__WORK TO COMPLETE__: As the output, give exactly the lines that run from the one with "Objective — a point for each instance of the corrugated" through the end of the records below, and omit pictures.

DATA LISTING: Begin

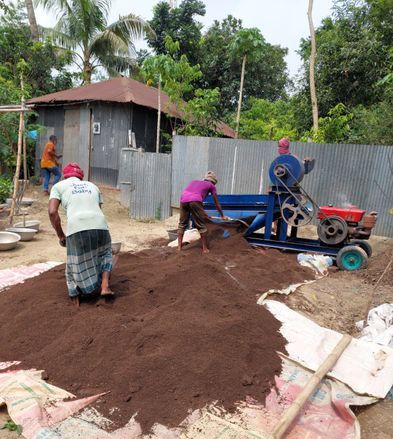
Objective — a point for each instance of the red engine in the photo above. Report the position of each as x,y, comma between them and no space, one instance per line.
338,224
350,215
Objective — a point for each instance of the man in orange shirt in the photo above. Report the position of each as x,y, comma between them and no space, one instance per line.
49,163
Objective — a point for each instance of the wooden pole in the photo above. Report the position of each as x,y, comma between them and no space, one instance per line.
293,410
239,105
19,153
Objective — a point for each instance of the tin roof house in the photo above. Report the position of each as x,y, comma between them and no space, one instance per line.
94,122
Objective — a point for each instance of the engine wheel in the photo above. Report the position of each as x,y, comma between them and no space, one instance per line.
352,258
363,245
332,230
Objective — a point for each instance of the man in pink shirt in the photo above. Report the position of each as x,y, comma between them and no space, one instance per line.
191,204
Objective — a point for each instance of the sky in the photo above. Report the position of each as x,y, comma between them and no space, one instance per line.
282,22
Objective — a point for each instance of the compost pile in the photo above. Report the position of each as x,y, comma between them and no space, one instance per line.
184,331
376,268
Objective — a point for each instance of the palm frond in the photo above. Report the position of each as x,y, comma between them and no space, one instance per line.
59,38
131,27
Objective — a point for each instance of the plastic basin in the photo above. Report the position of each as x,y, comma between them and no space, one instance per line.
8,240
116,246
24,233
30,224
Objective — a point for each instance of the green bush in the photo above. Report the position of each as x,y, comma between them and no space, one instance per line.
5,188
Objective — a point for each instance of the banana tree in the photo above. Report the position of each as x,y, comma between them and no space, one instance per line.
83,28
247,44
32,20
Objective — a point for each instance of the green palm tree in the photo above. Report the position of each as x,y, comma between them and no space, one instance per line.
83,28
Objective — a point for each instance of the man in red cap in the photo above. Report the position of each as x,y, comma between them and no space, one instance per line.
88,242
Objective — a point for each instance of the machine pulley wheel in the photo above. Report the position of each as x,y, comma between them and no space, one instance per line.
332,230
297,211
351,257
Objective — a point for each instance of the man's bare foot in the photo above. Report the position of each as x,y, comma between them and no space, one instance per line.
75,301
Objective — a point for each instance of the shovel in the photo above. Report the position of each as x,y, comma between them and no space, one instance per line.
230,220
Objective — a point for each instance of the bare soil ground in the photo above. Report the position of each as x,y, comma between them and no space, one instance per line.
134,235
336,302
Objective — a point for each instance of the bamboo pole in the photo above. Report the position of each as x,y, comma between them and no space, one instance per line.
239,105
290,414
158,116
24,157
19,153
313,90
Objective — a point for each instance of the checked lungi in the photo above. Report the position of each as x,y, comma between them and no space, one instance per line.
89,254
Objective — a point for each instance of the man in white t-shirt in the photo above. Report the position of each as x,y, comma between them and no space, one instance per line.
87,238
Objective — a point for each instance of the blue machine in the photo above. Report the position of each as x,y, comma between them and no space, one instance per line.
274,218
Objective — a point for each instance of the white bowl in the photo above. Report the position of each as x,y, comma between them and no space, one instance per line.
30,224
25,234
116,246
8,240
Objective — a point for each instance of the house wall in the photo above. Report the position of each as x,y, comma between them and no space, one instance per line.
97,154
69,123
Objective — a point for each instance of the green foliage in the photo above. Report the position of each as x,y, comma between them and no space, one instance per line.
372,125
247,42
176,74
265,120
203,114
178,78
334,128
180,25
5,188
266,76
353,56
83,29
44,68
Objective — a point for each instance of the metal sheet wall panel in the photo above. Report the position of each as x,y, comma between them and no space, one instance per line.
125,176
190,157
150,190
115,121
145,183
344,174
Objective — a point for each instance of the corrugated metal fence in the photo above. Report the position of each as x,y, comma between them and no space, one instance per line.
145,183
356,174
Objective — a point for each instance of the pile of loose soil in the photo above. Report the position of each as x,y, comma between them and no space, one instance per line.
376,267
183,331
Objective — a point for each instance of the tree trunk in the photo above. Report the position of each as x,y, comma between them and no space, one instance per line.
158,116
313,91
240,97
87,67
32,20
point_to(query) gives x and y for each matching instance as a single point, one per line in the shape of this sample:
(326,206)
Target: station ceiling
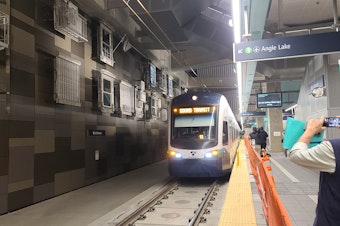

DATA LISTING: End

__RESPONSE TO THE EXERCISE__:
Objective — a point for each instance of the corrugated metal fence in the photo above. Report the position of each as x,y, comma between them and no space, one instance per line.
145,183
356,174
Objective — a point for each instance of the pile of loose soil in the photo above. Report the position of each as x,y, comma between them and no space, one instance per line.
376,267
183,331
Objective — a point for each instance of the tree trunk in the photo above. Report the position of each as x,y, comma between them and no space, one instance per line.
158,116
313,91
240,97
87,67
32,20
point_to(query) gives x and y for each matching instance as a single point, one per line in the shape of this sample:
(326,206)
Target: station ceiling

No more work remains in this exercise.